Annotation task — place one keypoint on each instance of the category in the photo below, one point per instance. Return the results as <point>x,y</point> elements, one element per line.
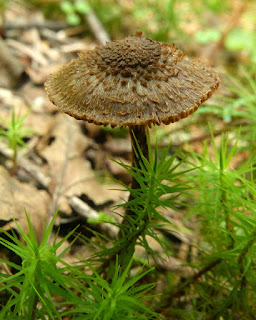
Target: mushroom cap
<point>134,81</point>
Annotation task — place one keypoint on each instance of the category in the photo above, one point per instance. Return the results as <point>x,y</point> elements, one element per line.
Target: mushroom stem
<point>139,146</point>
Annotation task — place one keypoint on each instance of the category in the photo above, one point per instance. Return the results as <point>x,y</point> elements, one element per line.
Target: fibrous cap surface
<point>134,81</point>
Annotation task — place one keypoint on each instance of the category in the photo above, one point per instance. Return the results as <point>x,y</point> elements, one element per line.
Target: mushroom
<point>133,82</point>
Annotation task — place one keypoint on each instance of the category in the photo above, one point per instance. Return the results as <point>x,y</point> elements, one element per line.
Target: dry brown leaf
<point>71,173</point>
<point>16,198</point>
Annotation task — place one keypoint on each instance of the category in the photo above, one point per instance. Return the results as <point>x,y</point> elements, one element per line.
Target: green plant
<point>224,207</point>
<point>31,287</point>
<point>15,134</point>
<point>38,279</point>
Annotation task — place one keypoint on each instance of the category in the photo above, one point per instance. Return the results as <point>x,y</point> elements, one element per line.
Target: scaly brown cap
<point>134,81</point>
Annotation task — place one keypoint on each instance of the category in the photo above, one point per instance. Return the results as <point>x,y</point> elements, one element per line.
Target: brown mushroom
<point>134,82</point>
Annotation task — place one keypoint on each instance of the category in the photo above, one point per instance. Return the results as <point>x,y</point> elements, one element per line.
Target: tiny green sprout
<point>103,217</point>
<point>15,134</point>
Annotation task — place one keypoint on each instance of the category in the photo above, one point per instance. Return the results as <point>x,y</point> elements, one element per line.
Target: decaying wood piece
<point>11,69</point>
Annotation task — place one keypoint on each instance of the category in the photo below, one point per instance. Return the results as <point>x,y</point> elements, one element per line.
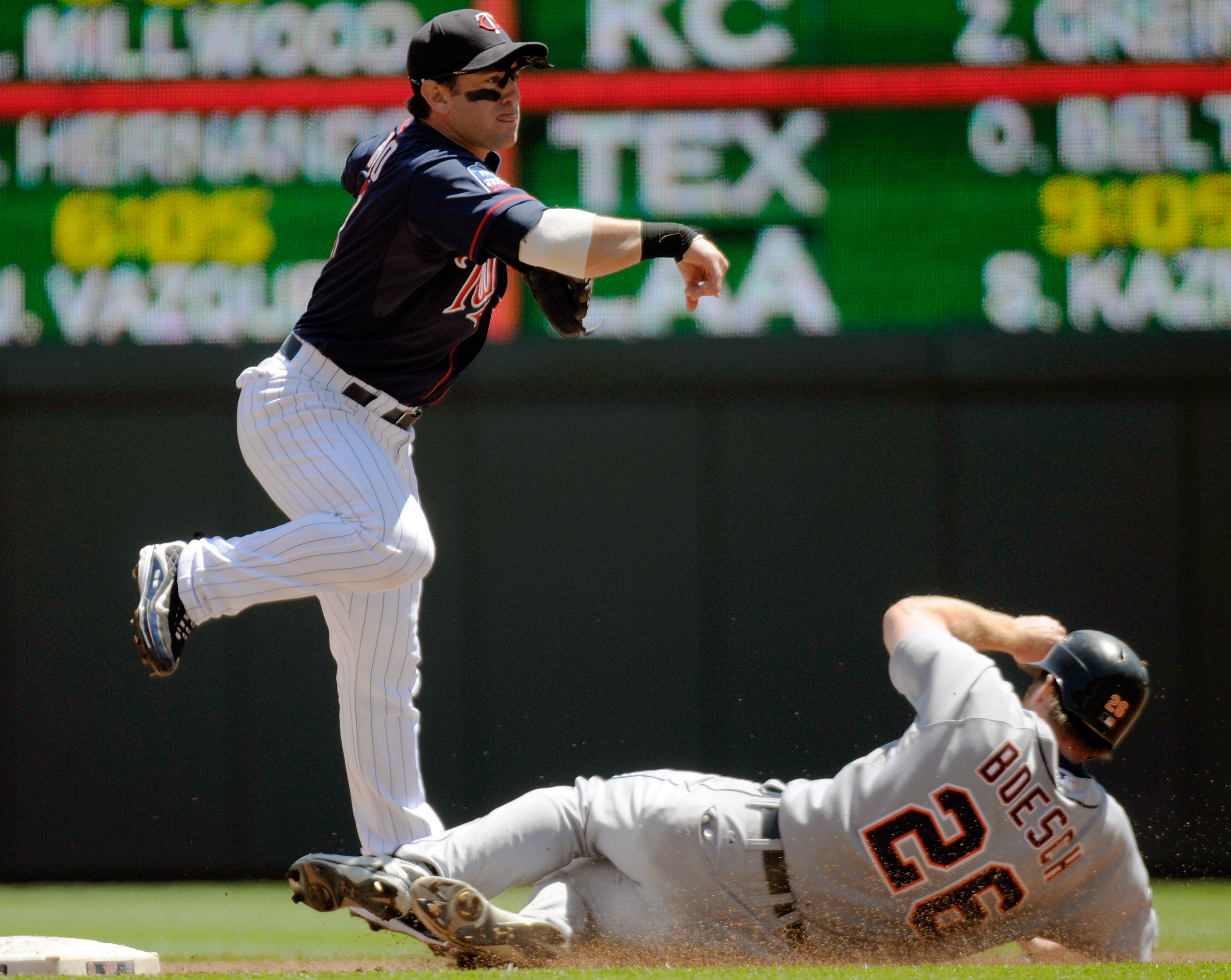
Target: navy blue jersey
<point>419,265</point>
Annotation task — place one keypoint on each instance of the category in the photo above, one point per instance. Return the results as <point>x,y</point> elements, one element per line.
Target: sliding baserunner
<point>979,827</point>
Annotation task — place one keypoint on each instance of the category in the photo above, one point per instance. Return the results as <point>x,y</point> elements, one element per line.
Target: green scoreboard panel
<point>169,173</point>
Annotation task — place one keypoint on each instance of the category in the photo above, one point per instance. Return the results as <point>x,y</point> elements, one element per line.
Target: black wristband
<point>666,239</point>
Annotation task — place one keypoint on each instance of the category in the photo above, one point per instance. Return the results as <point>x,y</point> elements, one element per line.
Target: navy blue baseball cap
<point>464,41</point>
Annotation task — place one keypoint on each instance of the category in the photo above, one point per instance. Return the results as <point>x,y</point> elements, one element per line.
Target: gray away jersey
<point>964,834</point>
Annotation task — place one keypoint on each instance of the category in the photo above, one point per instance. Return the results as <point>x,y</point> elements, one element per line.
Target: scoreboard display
<point>169,173</point>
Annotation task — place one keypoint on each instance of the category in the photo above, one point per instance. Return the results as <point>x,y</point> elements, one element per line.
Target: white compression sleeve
<point>559,242</point>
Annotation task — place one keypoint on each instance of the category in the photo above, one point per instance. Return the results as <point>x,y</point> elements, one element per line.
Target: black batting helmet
<point>1102,683</point>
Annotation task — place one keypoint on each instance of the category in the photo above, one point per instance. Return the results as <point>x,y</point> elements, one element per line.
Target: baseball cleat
<point>162,625</point>
<point>404,926</point>
<point>380,886</point>
<point>457,914</point>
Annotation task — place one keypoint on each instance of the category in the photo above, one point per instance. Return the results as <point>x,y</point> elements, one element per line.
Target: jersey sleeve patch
<point>488,180</point>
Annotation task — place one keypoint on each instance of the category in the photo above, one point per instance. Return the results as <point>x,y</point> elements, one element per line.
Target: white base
<point>53,955</point>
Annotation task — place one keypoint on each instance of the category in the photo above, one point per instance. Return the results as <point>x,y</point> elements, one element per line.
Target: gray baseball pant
<point>661,859</point>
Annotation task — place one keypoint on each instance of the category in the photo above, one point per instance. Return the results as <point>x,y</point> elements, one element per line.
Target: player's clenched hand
<point>1037,636</point>
<point>703,267</point>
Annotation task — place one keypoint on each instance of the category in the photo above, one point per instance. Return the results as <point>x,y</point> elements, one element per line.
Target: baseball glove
<point>563,299</point>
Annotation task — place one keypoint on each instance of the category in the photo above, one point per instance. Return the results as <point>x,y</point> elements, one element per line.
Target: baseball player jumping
<point>400,309</point>
<point>978,827</point>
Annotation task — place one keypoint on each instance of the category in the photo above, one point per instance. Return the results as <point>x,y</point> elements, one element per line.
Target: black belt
<point>357,392</point>
<point>778,882</point>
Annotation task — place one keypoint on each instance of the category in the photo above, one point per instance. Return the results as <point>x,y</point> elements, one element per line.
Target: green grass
<point>256,921</point>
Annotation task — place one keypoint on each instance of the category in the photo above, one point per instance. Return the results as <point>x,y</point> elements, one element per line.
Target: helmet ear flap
<point>1102,683</point>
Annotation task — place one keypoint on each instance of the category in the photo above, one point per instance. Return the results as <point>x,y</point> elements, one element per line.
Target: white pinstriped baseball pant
<point>359,542</point>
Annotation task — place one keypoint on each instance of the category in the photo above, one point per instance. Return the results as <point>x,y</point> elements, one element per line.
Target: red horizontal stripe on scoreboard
<point>828,88</point>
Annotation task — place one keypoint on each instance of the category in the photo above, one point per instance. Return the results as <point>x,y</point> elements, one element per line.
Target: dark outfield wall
<point>649,556</point>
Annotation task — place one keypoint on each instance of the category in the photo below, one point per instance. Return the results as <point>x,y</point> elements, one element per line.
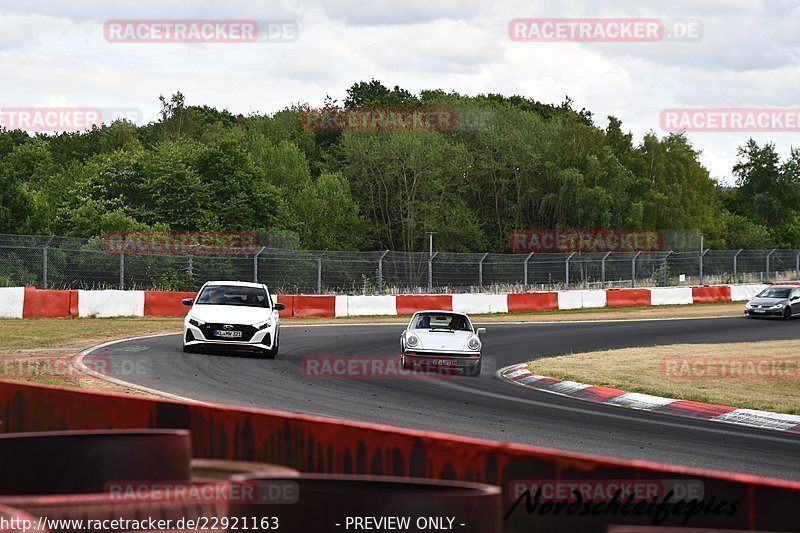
----------
What to produce: Reproduce verbatim the rows above, from the very first line through the line containing "<point>16,198</point>", both ends included. Omit the pictures from your output.

Output for this task:
Annotation task — place one keypoint on each instance of the category in the photo below, one point per instance. Return the results as <point>x,y</point> elements, one element per line.
Target: mushroom cap
<point>134,81</point>
Annotation task — place one keypoint on each instance of the category in the photo above, one point per instance. Return the results as <point>x,y</point> elements, one element per line.
Target: mushroom stem
<point>139,146</point>
Annotation task — place one keypoint on each instance of the category in the photo above, one point per instance. Return the results as <point>x,y</point> elements, one element per line.
Target: fibrous cap surface
<point>134,81</point>
Annotation task — place one keypoint on each instance of the category in the photo above, one point per instance. Return the results as <point>x,y</point> elements, one element per line.
Target: mushroom
<point>133,82</point>
Annotation task — place one keypoint on each instance of the category in the photo above, one point per instance. Return the results as <point>x,y</point> elements, one element per line.
Target: dry brown leaf
<point>71,173</point>
<point>16,198</point>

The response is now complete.